• PROBLEM REQUIREMENTS: Every entry is to be returned exactly as it stands; the pictures are to be dropped.

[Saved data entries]
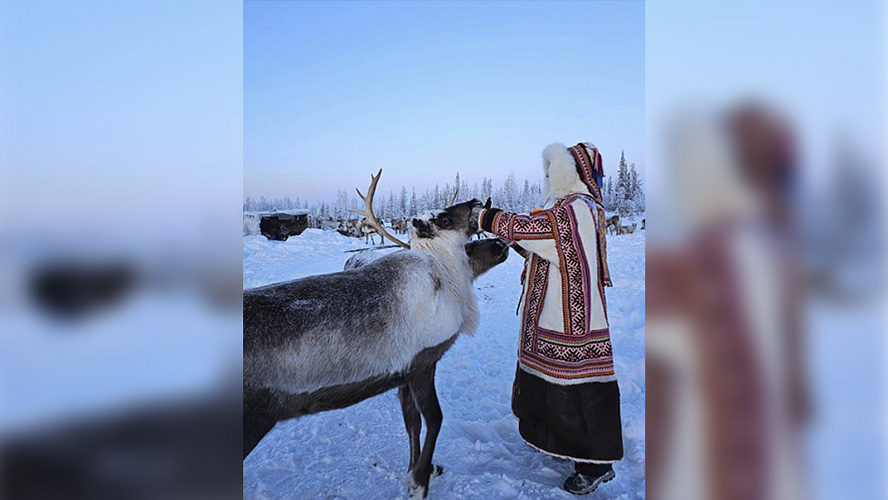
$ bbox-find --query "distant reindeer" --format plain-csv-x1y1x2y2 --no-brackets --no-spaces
337,218,359,237
359,219,382,245
319,218,339,231
619,222,638,235
606,215,621,235
335,217,384,244
391,217,409,235
641,218,645,230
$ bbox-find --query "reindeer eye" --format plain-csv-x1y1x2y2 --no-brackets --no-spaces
437,215,451,227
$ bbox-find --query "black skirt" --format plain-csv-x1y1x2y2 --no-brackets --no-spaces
512,366,623,463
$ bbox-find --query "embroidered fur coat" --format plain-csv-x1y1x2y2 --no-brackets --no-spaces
479,193,614,384
476,143,623,464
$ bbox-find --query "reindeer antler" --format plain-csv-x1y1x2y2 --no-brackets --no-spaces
447,175,459,207
350,169,411,249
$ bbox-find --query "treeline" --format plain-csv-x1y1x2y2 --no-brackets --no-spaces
602,151,645,217
244,152,643,220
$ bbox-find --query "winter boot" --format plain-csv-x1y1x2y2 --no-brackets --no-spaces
563,463,615,495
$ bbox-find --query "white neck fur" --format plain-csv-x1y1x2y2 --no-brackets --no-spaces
410,230,479,336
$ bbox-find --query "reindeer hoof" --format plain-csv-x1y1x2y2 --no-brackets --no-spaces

• WRITTEN RESPONSE:
$ bbox-find --query "distant reindeer" --format plain-csv-x1y1x2y2 --no-brackets --no-spaces
337,218,359,237
359,219,382,245
319,218,339,231
619,222,638,235
606,215,621,235
335,217,384,244
391,217,409,235
641,218,645,230
$ bbox-find --query "reindeer eye" --format plain-csv-x1y1x2y2 --no-brackets --no-spaces
437,215,451,227
$ bbox-find --query "black skirt" --format plain-csv-x1y1x2y2 --no-brackets --no-spaces
512,366,623,463
$ bbox-find --query "embroidered fur coat" --format plain-csv-x1y1x2y2 --no-brackets --no-spaces
479,193,614,384
476,143,623,464
$ bbox-find --query "reindeer antler" --format plain-csv-x1y1x2y2 --no-brackets --no-spaces
447,175,459,207
350,169,411,249
$ bbox-find --query "treeline" --format plain-csv-x1y1x2y2 --no-brackets --no-spaces
602,151,645,217
244,152,643,220
$ bbox-find --query "winter boot" --format plain-csv-x1y1x2y2 --no-brackets --no-spaces
563,463,615,495
$ bbox-find --query "white neck fur" --format plain-csv-x1y1x2y2 --no-brackets --no-spaces
410,230,479,336
$ bbox-find --query "reindeer hoof" --format plain-csv-x1y1x2y2 --no-brackets --no-spaces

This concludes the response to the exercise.